Output each line of the material exactly as it stands.

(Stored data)
══════
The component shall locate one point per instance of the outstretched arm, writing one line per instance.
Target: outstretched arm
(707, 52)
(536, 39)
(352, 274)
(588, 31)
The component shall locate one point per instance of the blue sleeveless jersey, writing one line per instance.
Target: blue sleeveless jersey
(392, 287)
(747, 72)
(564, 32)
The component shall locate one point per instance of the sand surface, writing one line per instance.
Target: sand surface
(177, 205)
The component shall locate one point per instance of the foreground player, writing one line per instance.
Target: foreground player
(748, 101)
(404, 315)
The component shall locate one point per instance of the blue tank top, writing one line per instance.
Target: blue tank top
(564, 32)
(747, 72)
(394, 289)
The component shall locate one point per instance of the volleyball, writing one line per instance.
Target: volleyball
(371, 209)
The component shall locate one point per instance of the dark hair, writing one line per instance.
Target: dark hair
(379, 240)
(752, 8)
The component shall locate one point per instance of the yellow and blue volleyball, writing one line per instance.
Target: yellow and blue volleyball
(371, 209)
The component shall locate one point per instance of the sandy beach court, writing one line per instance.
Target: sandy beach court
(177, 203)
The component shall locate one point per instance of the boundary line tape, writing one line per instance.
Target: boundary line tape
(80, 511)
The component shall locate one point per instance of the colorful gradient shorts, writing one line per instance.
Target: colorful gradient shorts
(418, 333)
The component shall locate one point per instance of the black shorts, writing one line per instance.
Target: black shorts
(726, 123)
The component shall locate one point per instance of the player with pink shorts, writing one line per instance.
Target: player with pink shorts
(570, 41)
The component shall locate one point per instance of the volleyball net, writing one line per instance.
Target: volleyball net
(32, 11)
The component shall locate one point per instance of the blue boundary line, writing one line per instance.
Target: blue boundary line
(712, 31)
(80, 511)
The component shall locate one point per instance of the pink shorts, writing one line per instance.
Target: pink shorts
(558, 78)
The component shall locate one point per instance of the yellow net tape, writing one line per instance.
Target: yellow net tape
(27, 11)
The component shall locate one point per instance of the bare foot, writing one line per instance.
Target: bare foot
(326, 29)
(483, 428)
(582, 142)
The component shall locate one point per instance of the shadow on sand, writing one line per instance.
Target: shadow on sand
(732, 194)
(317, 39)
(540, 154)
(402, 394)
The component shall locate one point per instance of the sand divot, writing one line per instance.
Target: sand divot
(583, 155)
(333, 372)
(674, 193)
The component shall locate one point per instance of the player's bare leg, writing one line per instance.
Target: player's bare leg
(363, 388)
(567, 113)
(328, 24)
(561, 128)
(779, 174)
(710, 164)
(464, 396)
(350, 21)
══════
SOLUTION FOR THIS PROBLEM:
The component shall locate one point per instance of the outstretched arm, writing one line per instance.
Target: outstretched arm
(707, 52)
(536, 39)
(352, 274)
(588, 31)
The component shall locate one point per instance of the blue sleeveless jersey, writing one line per instance.
Target: blue sleeveless jersey
(392, 287)
(747, 72)
(564, 32)
The component shall locate one point per instance of the sand surface, writing one line per instance.
Target: sand surface
(177, 205)
The component shall locate one point per instance of the foreground player, writing one line per instance.
Target: foreground player
(748, 101)
(404, 315)
The component shall locate one point per instance of the blue tank top, writing one line per instance.
Target: blue tank top
(564, 32)
(747, 72)
(394, 289)
The component shall locate one point per instance of the volleyball, writing one line per instance.
Target: volleyball
(371, 209)
The component shall locate one point per instance of the dark hair, writing one line per instance.
Target: dark hair
(379, 240)
(752, 8)
The component shall locate one point per instance of the yellow and blue volleyball, writing one line per instance.
Target: yellow and blue volleyball
(371, 209)
The component shall locate one point per instance of the sandy beach court, writing one line per instance.
Target: sandy beach court
(177, 203)
The component shall locate one point per instance of the boundary line tape, writing one line per instance.
Target: boundary line tape
(80, 511)
The component shall locate one point per instance of the colorful gradient shorts, writing one line per instance.
Target: colorful gradient shorts
(418, 333)
The component shall locate one point per instance of the black shorts, writing one line per instance.
Target: black shorts
(726, 123)
The component shall locate one point per instance of the player with pink shorts, writing one line per instance.
Target: player with pink shorts
(570, 41)
The component shall locate one point per instance of the volleyball net, writing one line per instance.
Target: volleyball net
(32, 11)
The component shall locate one point per instance of the blue boundary line, writing one line per instance.
Target: blue boundary line
(712, 31)
(80, 511)
The component shall locate one point per instance of the pink shorts, writing one line per instance.
Target: pink shorts
(558, 78)
The component shall locate one point per instance of the yellow net tape, writing one line per instance.
Target: yellow net tape
(27, 11)
The component shall locate one point per instance of the bare foot, writing one line per instance.
Target: bare foot
(326, 29)
(483, 428)
(582, 142)
The component shall locate one point per instance of the shadow on sand, writing one line per instance.
Target: shadow on sand
(732, 194)
(317, 39)
(540, 154)
(402, 394)
The component shall locate one point per instance of the sand divot, writing one line per instance.
Target: sand divot
(583, 155)
(333, 372)
(674, 193)
The component shall locate one point per instance of the player's bare leg, writing one line per instance.
Target: player's bare leg
(363, 388)
(567, 113)
(328, 24)
(561, 128)
(779, 174)
(710, 164)
(464, 396)
(350, 21)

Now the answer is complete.